20120213

Смена режима

Режим регулярности ежедневной отклика не вызвал..
Шо попишеш - переходим в режим ежегодной

20120209

стихийные тексты

Постоянно снятся тексты.
- Тебе денег нада?- спросил Олег
- Та не надо мне твоих денег,- ответил я.
- Тебе денег нада,- убедительно сказал Олег и достал из припухшего кошелька пару денег.- Я положу их сюда...
Он прошёл на балкон и положил их на поручни так, чтоб бумажки затрепетали на тёплом ветерке.
- Нукудатыложиш!- воскликнул я!
- А, ну тогда сюда,- перенёс деньги обратно в комнату и положил подальше от меня на полированное.
Но так как я уже вскочил, пришлось подрываться и ступать за ними.
- Так, я пошёл к двенадцатому, буду там коктейль у бассейна тянуть.
- А я?- спросил я
- А тебя туда не пустят, румынская территория, суверенная. Там Цой в субботу приезжает.
И ушёл.

Текст чёрным по белому цеплялся буковками за аж сияющую бумагу.
Текст был ясен, но стоило перепрыгнуть ниже - дрожал. Он не был фиксирован. Как вода, но не мокрая, как воздух, но видимый, смешной, как горел. Какая там ещё стихия? Земля? Нет, землёй никакой не пахло.
Текст, который не был последовательно осознан - не читался.
Я приблизил страницу - буквы были перевёрнуты. Перевернул - перевернулись буквы. Стал переворачивать медленно. В какой-то пограничный миг текст дрогнул и перевернулся. И чтоб я больше не выёбывался - стал английским. Лучшего способа зашифровать от меня - нет. Я не понимаю не только законченной американской мысли, но и выражений. У меня каждое английское слово - как общественный иероглиф, они наверняка и кота столом называют, по кол-ву ножек, их много на каждое слово, разноцветных со своими нейронами, хитроплетут, жестами подставляют слова по порядку. А слова одинаковые. А значат чё попало. Я делаю вид, что английского как бы нет. Только поэтому слушаю их музыки не отвлекаясь на о чём собственно речь.
# # #
§ **ПОСТАВЛЕННОЕ ЗАДАНИЕ A**
Извлеките из записей все строки, в которых встречается слово «sunlight», с учетом регистра.
Записи, идущие далее, никак не связаны с заметкой.

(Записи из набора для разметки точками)
# # #
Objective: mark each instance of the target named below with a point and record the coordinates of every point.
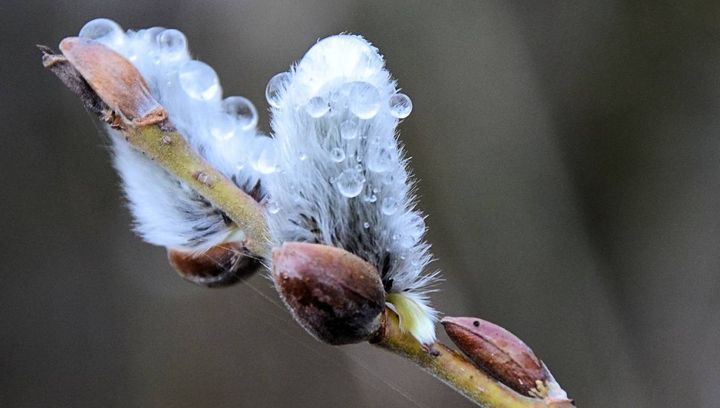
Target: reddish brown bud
(221, 265)
(498, 352)
(115, 80)
(336, 296)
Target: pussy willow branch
(116, 102)
(151, 132)
(454, 369)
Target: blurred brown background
(568, 158)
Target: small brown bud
(336, 296)
(221, 265)
(498, 352)
(115, 80)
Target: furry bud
(336, 296)
(498, 352)
(219, 266)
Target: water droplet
(103, 30)
(416, 225)
(389, 206)
(337, 101)
(273, 207)
(388, 178)
(199, 80)
(349, 129)
(370, 198)
(350, 183)
(400, 105)
(364, 100)
(380, 160)
(172, 43)
(275, 87)
(242, 110)
(265, 158)
(337, 154)
(150, 35)
(317, 107)
(223, 127)
(407, 241)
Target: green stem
(454, 369)
(125, 104)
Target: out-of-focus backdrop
(568, 157)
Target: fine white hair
(342, 178)
(166, 211)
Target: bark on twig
(110, 87)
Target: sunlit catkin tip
(116, 81)
(219, 266)
(336, 296)
(498, 352)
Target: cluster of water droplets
(191, 89)
(346, 112)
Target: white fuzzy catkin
(166, 211)
(342, 178)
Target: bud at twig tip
(116, 81)
(504, 356)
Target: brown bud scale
(336, 296)
(498, 352)
(221, 265)
(115, 80)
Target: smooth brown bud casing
(221, 265)
(498, 352)
(115, 80)
(336, 296)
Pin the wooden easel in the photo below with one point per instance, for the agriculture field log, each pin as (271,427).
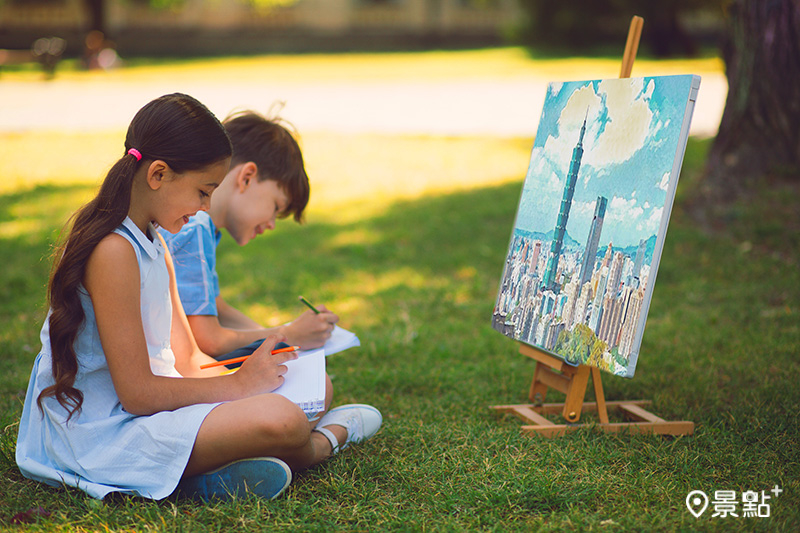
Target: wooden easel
(552,372)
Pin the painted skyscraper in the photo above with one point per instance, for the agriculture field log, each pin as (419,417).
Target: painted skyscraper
(549,279)
(590,253)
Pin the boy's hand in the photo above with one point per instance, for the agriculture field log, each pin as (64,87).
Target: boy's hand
(311,330)
(263,372)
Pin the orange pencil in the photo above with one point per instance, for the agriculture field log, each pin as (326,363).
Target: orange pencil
(240,359)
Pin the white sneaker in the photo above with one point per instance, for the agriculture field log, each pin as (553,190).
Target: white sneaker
(361,422)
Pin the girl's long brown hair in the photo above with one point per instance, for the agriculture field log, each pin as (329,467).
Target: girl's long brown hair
(176,129)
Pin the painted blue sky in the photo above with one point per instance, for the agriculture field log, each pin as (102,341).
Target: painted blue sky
(633,129)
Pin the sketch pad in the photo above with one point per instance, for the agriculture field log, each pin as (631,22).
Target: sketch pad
(592,218)
(304,383)
(340,340)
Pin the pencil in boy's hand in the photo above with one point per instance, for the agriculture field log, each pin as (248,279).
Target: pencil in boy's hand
(240,359)
(309,305)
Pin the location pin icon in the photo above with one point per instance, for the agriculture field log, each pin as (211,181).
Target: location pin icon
(697,502)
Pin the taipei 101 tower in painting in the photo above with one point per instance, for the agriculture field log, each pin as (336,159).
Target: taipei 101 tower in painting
(599,189)
(549,282)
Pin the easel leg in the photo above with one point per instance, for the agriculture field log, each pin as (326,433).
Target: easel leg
(602,412)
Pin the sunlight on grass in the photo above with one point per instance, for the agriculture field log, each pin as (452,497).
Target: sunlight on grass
(497,63)
(352,176)
(31,158)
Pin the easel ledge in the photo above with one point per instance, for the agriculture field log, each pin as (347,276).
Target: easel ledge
(552,372)
(572,381)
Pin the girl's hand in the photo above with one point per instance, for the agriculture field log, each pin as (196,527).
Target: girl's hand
(263,372)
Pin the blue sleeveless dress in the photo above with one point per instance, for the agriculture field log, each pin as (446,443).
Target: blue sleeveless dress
(103,448)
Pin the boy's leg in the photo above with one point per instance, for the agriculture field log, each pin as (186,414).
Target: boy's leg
(263,425)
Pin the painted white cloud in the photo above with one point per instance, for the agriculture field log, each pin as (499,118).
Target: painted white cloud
(664,182)
(623,210)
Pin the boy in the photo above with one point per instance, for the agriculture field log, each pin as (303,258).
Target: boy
(266,181)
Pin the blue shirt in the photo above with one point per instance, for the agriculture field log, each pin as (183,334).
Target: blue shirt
(194,252)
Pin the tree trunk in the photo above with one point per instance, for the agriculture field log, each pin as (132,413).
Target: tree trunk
(759,134)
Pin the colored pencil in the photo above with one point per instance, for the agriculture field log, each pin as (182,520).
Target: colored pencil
(309,305)
(240,359)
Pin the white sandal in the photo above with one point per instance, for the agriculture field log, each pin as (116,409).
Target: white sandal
(360,420)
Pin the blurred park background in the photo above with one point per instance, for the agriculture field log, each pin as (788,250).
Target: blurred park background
(416,118)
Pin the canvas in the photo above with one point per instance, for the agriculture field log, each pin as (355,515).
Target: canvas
(592,218)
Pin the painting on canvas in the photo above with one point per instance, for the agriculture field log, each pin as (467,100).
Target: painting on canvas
(592,218)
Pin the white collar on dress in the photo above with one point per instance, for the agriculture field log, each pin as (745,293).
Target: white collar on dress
(154,247)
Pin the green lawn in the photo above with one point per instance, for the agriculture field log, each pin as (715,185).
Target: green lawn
(409,251)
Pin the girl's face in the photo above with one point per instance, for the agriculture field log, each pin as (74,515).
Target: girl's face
(182,195)
(255,210)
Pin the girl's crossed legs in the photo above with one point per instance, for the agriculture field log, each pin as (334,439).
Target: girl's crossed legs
(259,426)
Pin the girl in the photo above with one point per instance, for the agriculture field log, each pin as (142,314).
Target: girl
(104,411)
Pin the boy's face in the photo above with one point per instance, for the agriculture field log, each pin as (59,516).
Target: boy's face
(255,210)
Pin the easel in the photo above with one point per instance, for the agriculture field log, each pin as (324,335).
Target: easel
(552,372)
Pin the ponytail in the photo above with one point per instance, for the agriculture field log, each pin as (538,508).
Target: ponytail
(175,128)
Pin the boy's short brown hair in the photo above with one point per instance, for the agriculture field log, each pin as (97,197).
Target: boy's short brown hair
(269,144)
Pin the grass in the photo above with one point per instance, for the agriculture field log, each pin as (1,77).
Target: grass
(409,251)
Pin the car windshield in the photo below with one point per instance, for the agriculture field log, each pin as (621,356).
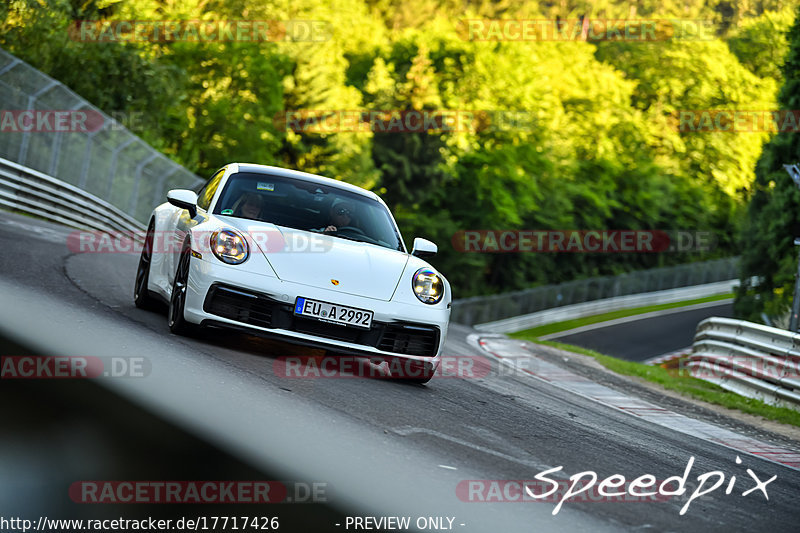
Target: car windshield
(308,206)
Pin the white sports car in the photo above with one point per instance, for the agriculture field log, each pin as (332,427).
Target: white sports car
(299,257)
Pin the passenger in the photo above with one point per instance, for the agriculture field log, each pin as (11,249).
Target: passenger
(340,215)
(250,205)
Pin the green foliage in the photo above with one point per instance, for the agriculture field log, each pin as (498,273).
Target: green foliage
(769,259)
(566,135)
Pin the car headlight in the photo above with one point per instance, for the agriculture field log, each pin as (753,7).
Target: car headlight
(229,246)
(428,286)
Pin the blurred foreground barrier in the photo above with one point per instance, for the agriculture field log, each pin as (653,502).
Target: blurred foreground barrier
(750,359)
(29,191)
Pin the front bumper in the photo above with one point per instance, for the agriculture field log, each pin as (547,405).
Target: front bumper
(222,295)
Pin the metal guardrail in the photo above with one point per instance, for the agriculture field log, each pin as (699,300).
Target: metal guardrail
(27,190)
(108,162)
(596,307)
(750,359)
(486,309)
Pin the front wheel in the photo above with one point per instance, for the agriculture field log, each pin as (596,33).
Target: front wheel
(142,297)
(177,301)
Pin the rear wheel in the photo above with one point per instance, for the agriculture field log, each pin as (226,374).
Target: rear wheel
(177,301)
(142,297)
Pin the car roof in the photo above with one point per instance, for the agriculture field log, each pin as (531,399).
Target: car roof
(305,176)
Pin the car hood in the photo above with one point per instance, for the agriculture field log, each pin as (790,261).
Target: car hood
(328,262)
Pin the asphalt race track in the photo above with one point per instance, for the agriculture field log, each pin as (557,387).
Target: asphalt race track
(383,446)
(643,338)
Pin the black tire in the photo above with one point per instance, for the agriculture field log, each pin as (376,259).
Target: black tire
(177,301)
(142,297)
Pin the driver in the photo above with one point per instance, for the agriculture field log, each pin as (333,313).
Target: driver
(250,205)
(340,216)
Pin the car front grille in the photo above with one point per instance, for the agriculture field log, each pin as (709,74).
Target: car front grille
(410,339)
(240,306)
(324,329)
(263,311)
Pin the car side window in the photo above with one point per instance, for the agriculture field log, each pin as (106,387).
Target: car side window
(205,194)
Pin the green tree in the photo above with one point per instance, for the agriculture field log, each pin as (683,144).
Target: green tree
(769,258)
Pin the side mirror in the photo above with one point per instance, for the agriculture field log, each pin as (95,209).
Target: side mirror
(423,248)
(185,199)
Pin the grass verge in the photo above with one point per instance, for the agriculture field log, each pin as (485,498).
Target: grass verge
(676,380)
(555,327)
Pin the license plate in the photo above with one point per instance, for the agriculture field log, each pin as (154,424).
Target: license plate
(337,314)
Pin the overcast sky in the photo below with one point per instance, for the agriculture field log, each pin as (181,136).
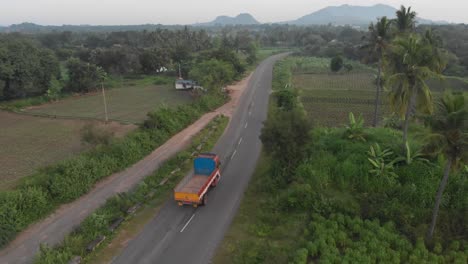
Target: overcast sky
(113,12)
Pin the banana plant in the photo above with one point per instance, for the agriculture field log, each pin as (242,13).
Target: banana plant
(412,156)
(355,128)
(382,165)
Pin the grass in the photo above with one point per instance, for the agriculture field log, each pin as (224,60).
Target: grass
(328,98)
(247,232)
(28,143)
(129,104)
(133,225)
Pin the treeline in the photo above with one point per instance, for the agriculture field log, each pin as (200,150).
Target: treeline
(353,194)
(51,63)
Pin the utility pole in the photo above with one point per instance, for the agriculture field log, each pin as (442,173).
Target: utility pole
(102,76)
(180,73)
(105,103)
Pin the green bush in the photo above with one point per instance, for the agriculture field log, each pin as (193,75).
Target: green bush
(344,239)
(97,224)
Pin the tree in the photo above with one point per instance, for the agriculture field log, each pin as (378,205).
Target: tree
(379,38)
(284,136)
(411,63)
(405,21)
(102,76)
(449,137)
(25,68)
(152,60)
(83,77)
(336,64)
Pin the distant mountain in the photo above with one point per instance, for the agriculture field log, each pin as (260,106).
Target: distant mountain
(351,15)
(241,19)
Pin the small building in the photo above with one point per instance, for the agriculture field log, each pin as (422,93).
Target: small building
(181,84)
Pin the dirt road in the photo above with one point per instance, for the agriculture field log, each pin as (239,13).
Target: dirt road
(54,228)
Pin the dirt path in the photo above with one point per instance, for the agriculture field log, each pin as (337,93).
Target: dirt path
(54,228)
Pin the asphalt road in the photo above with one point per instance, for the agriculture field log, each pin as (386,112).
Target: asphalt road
(189,235)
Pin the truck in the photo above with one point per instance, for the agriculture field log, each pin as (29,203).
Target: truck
(193,189)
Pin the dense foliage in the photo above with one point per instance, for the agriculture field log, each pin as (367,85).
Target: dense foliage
(117,207)
(354,196)
(44,191)
(30,63)
(26,69)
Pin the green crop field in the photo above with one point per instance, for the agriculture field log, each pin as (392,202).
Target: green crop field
(328,97)
(28,143)
(129,104)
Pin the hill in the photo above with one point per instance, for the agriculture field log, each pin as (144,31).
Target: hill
(241,19)
(351,15)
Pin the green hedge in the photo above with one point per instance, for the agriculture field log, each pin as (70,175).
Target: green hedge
(344,239)
(44,191)
(98,223)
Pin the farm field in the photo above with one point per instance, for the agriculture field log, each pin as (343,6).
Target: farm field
(328,98)
(129,104)
(28,143)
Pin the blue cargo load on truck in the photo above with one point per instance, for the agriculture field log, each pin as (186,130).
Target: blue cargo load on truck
(194,187)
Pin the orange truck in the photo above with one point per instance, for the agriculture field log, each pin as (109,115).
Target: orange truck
(193,189)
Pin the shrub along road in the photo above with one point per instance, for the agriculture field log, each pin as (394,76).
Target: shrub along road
(54,228)
(187,235)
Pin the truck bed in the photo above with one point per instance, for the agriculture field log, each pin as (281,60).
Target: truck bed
(193,185)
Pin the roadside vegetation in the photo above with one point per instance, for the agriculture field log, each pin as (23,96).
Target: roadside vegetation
(49,68)
(352,193)
(150,193)
(41,193)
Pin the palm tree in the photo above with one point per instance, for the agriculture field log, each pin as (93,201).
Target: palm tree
(405,21)
(435,42)
(102,76)
(411,63)
(379,38)
(449,136)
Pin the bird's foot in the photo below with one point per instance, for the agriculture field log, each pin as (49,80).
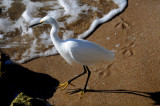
# # #
§ **ПОСТАВЛЕННОЕ ЗАДАНИЕ B**
Выведите без изменений фрагмент заметки начиная со слов «Текст был ясен, но» вплоть до слов «никакой не пахло.» включительно.

§ **ПОЛНЫЙ ОТВЕТ A**
Pin the sunlight on grass in the photo above with one point per instance, for the agriculture field log, each pin as (452,497).
Target: sunlight on grass

§ **ПОЛНЫЙ ОТВЕТ B**
Текст был ясен, но стоило перепрыгнуть ниже - дрожал. Он не был фиксирован. Как вода, но не мокрая, как воздух, но видимый, смешной, как горел. Какая там ещё стихия? Земля? Нет, землёй никакой не пахло.